#### Consignas
(a) Según el fragmento sobre la visita del papa Francisco a Sarajevo, ¿a qué ciudad viajará el papa antes de ir a Ecuador, Bolivia y Paraguay?
(b) Redacta la continuación del texto sobre la visita del papa a Sarajevo, empezando después de su última oración.

#### Fragmento de página

┄┄┄┄┄┄┄┄┄┄┄┄┄┄┄┄┄┄┄┄

La noticia fue que el papa Francisco, antes de su visita a Ecuador, Bolivia y Paraguay, viajará a Sarajevo, capital de Bosnia-Herzegovina, con una voz de reconciliación entre los pueblos que formaban parte de Yugoslavia hasta el final de la Segunda Guerra Mundial. Bosnia-Herzegovina era, y continúa siendo, un enclave musulmán en Europa, lo que quedó del Imperio Otomano en sus conquistas hacia el occidente cristiano.

Fue con el Mariscal Tito, a la cabeza del Partido Comunista, que croatas y serbios, de mayoría cristiana ortodoxa o católica romana, vivieron en relativa paz con el pueblo bosnio de lengua árabe y credo mahometano, y un acervo cultural impresionante.

┄┄┄┄┄┄┄┄┄┄┄┄┄┄┄┄┄┄┄┄

#### Extractos de registros
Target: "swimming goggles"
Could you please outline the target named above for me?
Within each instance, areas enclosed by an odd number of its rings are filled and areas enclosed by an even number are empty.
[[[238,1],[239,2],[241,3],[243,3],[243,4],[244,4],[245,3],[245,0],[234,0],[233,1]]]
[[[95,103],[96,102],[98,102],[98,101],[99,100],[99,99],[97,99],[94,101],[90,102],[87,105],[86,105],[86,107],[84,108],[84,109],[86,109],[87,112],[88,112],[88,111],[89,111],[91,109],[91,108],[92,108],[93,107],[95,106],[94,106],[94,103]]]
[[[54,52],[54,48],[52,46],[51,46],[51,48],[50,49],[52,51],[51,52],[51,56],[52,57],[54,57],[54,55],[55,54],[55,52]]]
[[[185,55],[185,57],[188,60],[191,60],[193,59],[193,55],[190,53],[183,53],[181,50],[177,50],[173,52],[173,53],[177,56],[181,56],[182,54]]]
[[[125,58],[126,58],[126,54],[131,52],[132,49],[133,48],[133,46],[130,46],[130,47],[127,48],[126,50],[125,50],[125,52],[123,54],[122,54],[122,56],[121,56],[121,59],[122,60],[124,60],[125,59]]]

┄┄┄┄┄┄┄┄┄┄┄┄┄┄┄┄┄┄┄┄

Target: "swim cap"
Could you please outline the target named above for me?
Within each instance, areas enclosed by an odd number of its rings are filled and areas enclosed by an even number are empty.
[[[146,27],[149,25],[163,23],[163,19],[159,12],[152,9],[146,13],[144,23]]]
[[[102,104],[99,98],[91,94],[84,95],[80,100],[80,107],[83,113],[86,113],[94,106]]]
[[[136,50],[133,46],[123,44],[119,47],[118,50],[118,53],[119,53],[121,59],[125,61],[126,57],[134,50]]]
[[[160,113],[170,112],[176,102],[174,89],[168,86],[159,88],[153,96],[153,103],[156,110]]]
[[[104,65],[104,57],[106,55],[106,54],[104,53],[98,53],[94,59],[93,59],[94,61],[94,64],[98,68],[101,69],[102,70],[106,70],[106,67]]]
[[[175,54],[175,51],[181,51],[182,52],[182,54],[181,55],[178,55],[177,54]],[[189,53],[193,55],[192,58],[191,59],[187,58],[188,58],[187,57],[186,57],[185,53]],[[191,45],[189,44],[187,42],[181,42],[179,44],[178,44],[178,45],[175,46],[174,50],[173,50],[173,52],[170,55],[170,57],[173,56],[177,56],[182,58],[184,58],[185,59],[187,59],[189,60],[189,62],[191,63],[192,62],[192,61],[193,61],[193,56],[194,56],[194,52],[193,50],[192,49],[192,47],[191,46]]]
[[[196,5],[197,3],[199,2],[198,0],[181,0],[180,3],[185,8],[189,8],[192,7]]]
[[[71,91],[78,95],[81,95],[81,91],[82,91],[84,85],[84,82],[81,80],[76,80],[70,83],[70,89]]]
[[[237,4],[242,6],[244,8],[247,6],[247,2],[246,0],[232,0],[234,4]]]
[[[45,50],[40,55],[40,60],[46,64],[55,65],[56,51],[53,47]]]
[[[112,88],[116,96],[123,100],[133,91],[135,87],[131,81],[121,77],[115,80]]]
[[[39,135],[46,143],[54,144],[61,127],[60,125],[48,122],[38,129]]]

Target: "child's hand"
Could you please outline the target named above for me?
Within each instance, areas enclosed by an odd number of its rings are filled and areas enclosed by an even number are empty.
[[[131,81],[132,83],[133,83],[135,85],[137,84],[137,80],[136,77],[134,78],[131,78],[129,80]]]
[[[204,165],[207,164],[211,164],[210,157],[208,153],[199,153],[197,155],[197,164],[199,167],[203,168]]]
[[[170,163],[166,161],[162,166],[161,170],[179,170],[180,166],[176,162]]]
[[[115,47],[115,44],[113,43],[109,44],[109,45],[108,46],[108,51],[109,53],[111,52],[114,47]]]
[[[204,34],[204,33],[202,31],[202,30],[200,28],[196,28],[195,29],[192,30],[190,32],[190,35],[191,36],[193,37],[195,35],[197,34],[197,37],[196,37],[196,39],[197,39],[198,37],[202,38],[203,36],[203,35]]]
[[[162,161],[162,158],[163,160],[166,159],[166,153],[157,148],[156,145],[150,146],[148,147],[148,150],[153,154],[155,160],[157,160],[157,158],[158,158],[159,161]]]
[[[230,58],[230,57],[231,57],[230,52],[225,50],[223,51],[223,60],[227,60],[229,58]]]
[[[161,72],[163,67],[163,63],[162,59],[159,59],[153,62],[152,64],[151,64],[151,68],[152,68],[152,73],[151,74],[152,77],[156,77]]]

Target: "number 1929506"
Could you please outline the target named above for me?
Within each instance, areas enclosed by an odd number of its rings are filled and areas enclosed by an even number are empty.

┄┄┄┄┄┄┄┄┄┄┄┄┄┄┄┄┄┄┄┄

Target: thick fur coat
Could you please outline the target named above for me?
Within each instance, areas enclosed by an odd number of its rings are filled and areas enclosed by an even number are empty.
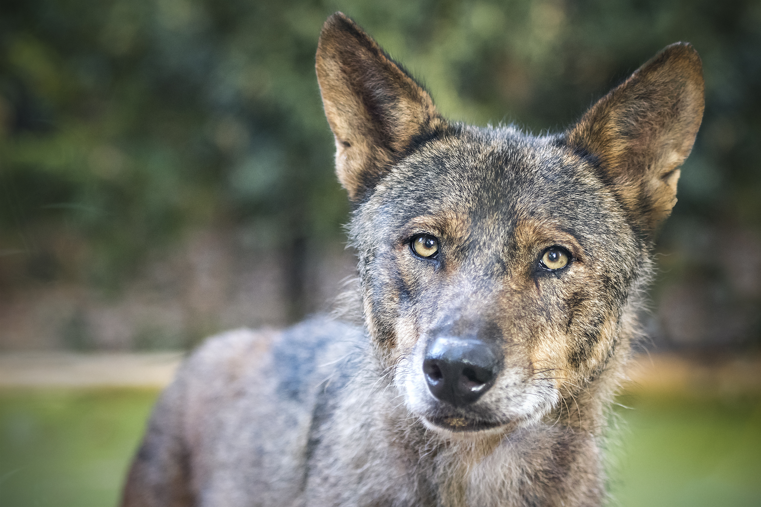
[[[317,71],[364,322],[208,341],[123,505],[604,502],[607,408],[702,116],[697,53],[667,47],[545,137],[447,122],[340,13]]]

┄┄┄┄┄┄┄┄┄┄┄┄┄┄┄┄┄┄┄┄

#### Respuestas
(a) A Sarajevo, capital de Bosnia-Herzegovina.

(b)
Cuando explotó Yugoslavia, los extremistas de Croacia y Serbia creyeron llegado el momento de liquidar la presencia de los bosnios de territorios que la memoria ancestral mantenía como que habían sido usurpados por los turcos. Fue un genocidio lo que ocurrió en Bosnia-Herzegovina. Las furias del infierno desatadas sobre un pueblo por quienes se decían cristianos.

Cuando esto ocurría escribí un artículo en EL COMERCIO que lo titulé “Culturicidio”. Una bomba lanzada por los serbios dio en el blanco: la famosa biblioteca de Sarajevo, siglos de una extraordinaria herencia cultural, en humanidades y en ciencias quedó en escombros.

Como nuestro papa Francisco sí es un buen cristiano llega a Bosnia-Herzegovina con unmensaje de paz entre los hombres de buena voluntad, independientemente de la religión que profesen.

Tal noticia trajo a mi memoria el portento del que fui testigo. Juanito Esquivias, jesuita español, fue primero mi paciente y a poco mi amigo del alma, con quien podía conversar inclusive de temas sobre los que razones no me faltan y hubieran sido motivo para que el Santo Oficio me enviara primero a la hoguera y luego al averno.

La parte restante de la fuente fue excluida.